WORK ORDER: Transcribe the passage of the article on DBS's bid for the Societe Generale private bank starting with "DBS runs Asia’s" and going on through "the report showed.".

PAGE EXTRACT:
%%
DBS Said to Advance in Bid for SocGen’s Asian Private Bank
Societe Generale picked about five suitors to study the unit’s finances after they made initial offers, said one of the people, asking not to be named because the process is confidential. Final bids are expected by the end of November, according to two people, who didn’t identify the other companies. The division oversees about $13 billion.
DBS could overtake Deutsche Bank AG (DBK) and Morgan Stanley in Asia-Pacific wealth management by buying the Societe Generale operations, based on figures from Private Banker International. While wealth in Asia has been growing at a faster pace than elsewhere, costs as a proportion of revenues for private banks are higher, studies have shown.
“Wealth is a good business to be in,” said Kevin Kwek, an analyst at Sanford C. Bernstein & Co. in Singapore. “It doesn’t seem to be a large acquisition, and this could potentially fill some geographic and segment gaps, and add breadth and depth of customers for DBS.”
Spokeswomen for DBS and Societe Generale declined to comment.
HSBC Holdings Plc, Standard Chartered Plc and Credit Suisse Group AG were among companies that submitted first-round bids for the Societe Generale unit, Reuters reported this month.
DBS runs Asia’s ninth-largest private bank, with assets under management of $46 billion at the end of 2012, according to a Private Banker International study published last week. Morgan Stanley oversaw $58 billion while Deutsche Bank managed $50 billion, the report showed.
%%
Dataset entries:
%%
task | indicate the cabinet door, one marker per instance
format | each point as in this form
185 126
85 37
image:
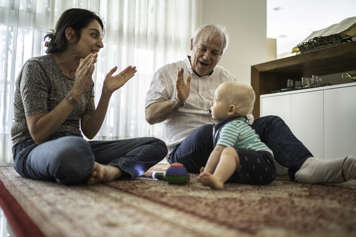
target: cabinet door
340 122
307 120
276 105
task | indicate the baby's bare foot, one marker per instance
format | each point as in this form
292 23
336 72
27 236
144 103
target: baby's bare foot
210 180
104 173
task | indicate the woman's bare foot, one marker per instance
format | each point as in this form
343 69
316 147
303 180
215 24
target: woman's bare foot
104 173
210 180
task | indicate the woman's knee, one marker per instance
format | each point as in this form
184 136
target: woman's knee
231 153
160 147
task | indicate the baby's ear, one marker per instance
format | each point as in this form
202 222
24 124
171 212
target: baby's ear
232 109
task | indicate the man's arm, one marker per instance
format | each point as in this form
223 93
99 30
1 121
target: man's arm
159 111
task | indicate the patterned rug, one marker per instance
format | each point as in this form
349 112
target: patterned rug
155 208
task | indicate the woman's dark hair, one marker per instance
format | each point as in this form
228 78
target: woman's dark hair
75 18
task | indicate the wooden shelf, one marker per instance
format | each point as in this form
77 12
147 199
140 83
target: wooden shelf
273 75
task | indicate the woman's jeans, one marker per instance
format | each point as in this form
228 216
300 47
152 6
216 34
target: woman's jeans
288 151
70 159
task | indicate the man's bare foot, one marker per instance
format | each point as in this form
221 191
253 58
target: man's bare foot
104 173
210 180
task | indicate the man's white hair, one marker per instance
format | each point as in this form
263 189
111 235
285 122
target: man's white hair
213 30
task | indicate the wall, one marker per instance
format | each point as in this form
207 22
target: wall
245 22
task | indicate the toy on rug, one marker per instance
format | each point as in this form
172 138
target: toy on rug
175 174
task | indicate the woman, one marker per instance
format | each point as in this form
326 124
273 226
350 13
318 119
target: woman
54 105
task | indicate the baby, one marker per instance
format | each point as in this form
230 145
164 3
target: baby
239 155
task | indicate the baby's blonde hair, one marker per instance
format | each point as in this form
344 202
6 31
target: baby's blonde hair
241 95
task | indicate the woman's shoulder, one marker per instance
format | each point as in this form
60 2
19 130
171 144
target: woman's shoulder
44 59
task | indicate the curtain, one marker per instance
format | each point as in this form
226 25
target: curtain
143 33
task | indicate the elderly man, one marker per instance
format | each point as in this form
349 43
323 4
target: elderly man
183 105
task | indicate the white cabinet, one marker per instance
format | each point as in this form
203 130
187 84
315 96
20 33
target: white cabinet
324 119
340 122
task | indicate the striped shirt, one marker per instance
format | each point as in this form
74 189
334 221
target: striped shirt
238 134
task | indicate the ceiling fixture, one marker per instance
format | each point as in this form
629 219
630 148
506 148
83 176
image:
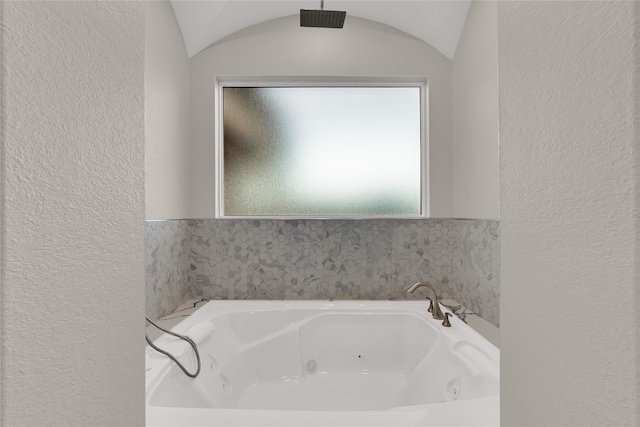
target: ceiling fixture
322 18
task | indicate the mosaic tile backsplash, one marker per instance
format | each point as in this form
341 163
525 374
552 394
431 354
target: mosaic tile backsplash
335 259
167 266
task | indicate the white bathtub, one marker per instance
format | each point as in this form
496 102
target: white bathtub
295 363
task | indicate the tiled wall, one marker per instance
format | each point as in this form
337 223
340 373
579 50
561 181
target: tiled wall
312 259
476 267
167 266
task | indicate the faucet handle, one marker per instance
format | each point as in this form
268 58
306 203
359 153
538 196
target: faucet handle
446 322
430 310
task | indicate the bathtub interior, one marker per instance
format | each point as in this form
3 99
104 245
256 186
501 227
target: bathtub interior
338 358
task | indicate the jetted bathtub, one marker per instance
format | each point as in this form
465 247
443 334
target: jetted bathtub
323 363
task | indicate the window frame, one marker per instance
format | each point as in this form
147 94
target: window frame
320 81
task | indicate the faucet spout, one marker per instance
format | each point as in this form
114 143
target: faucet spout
437 313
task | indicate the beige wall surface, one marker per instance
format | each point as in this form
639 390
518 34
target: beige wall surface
%%
SOLUTION FOR THIS PROBLEM:
DBS runs Asia’s ninth-largest private bank, with assets under management of $46 billion at the end of 2012, according to a Private Banker International study published last week. Morgan Stanley oversaw $58 billion while Deutsche Bank managed $50 billion, the report showed.